* Problem details *
Please edit the stretch of the listing from the line containing "Annotate the drag" through the end of the listing, changing "marker" to "point" and leaving everything else as it is. Give only those lines.

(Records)

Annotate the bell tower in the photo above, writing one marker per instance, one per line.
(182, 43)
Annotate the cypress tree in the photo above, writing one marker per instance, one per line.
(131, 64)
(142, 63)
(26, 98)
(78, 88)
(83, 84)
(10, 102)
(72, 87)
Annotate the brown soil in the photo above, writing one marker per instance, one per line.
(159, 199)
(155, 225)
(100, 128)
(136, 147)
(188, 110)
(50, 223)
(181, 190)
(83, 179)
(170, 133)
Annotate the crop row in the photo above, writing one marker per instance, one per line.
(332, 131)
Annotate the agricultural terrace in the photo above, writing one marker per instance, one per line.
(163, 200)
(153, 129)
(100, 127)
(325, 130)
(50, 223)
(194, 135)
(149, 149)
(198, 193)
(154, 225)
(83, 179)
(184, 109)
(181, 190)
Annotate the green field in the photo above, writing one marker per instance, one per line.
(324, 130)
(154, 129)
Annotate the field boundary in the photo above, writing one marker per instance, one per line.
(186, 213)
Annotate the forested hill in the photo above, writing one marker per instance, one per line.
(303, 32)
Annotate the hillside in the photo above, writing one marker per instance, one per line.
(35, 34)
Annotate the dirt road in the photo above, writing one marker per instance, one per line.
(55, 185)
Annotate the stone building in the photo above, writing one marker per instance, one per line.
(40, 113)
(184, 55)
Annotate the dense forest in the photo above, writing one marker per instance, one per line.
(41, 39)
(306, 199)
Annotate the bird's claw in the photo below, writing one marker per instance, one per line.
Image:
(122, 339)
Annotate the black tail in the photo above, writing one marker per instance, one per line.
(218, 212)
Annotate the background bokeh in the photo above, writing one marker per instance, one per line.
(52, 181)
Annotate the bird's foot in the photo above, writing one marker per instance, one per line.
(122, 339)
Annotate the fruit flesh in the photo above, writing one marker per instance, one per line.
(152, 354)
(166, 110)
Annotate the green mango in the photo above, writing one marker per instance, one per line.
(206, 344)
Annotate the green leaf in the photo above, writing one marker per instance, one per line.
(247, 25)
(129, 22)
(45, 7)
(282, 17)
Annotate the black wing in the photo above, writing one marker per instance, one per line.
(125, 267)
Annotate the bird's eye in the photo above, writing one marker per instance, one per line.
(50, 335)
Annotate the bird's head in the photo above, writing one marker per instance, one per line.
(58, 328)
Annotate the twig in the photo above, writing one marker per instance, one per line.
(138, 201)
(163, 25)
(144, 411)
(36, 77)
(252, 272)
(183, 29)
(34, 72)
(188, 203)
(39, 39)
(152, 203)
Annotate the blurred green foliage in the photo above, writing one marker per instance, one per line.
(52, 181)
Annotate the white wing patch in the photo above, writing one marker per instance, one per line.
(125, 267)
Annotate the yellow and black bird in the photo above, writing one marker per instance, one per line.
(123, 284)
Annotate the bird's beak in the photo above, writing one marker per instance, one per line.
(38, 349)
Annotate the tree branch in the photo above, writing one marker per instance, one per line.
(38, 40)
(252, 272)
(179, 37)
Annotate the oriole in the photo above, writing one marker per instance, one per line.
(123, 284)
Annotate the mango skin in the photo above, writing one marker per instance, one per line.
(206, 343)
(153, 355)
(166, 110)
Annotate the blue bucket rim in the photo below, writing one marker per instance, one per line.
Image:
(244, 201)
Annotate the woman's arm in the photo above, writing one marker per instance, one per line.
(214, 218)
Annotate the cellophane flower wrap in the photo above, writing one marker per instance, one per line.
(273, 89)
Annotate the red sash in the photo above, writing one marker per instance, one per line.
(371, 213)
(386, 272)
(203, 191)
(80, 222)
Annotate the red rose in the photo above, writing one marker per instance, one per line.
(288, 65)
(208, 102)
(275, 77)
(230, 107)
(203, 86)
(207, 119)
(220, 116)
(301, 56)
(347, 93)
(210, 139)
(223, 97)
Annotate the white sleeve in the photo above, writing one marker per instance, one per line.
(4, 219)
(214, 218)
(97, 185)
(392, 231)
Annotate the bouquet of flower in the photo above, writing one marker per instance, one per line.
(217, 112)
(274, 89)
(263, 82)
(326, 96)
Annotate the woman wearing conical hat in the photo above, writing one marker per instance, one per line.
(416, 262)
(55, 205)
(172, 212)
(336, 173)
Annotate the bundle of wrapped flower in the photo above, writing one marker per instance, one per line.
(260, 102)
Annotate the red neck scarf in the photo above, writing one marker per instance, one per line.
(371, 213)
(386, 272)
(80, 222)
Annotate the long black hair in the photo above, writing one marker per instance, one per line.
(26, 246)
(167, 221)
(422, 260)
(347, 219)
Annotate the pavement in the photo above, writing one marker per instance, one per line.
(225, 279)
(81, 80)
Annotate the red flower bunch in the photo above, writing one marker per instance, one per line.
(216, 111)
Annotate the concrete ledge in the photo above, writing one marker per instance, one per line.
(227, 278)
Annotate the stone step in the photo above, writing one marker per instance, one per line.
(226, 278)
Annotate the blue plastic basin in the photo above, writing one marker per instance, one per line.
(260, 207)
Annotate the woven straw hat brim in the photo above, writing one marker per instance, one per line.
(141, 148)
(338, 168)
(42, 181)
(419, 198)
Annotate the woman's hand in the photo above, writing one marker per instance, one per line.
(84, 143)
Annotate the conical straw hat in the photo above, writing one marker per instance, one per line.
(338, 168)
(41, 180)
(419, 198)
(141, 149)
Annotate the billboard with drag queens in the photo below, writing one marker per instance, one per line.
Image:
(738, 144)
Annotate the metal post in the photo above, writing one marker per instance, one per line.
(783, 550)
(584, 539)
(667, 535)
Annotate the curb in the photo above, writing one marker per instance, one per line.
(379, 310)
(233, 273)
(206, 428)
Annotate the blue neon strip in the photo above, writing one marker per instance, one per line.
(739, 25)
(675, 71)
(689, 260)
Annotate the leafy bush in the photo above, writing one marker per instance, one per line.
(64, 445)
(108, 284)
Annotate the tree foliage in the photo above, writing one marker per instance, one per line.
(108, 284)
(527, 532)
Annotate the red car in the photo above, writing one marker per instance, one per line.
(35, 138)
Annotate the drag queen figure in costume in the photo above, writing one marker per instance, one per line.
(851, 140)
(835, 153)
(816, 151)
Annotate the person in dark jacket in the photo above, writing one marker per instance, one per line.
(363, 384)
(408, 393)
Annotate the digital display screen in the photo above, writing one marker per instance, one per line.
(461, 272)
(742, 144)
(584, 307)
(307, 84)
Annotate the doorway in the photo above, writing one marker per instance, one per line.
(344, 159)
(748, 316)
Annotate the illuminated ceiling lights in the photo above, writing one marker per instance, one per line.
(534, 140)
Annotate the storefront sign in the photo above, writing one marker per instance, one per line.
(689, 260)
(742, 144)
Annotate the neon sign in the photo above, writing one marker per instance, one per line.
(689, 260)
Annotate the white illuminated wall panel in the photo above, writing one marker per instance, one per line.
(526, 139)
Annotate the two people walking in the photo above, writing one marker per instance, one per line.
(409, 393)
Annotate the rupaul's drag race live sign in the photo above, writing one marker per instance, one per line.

* Response to the exercise *
Annotate the drag queen figure in costume in the photo above, writing one point per instance, one per line.
(851, 140)
(835, 153)
(816, 151)
Annotate the person in dark jacket in the photo above, writing one point per instance, one per line.
(363, 384)
(408, 393)
Annotate the digital display screen in the photo above, writing one point per instance, one per line.
(461, 272)
(742, 144)
(584, 307)
(307, 84)
Annotate the doorway in the photo above, writing one point per instance, one per line.
(344, 159)
(748, 316)
Annotate the illuminated ceiling lights in the photo above, writing one point per instance, one per line.
(534, 140)
Annotate the storefront sign in the photo above, writing one point per instance, one per line.
(689, 260)
(742, 144)
Annotate the neon sign in the photo above, writing one point per instance, one per line.
(689, 260)
Annotate the white illuminated wall panel in the photo above, writing one point per instance, one per line.
(526, 139)
Annotate the two people walking in the photo above, writing one point per instance, one per line.
(409, 393)
Annotate the rupaul's drag race live sign in the photo above, writing one point per instance, one per line.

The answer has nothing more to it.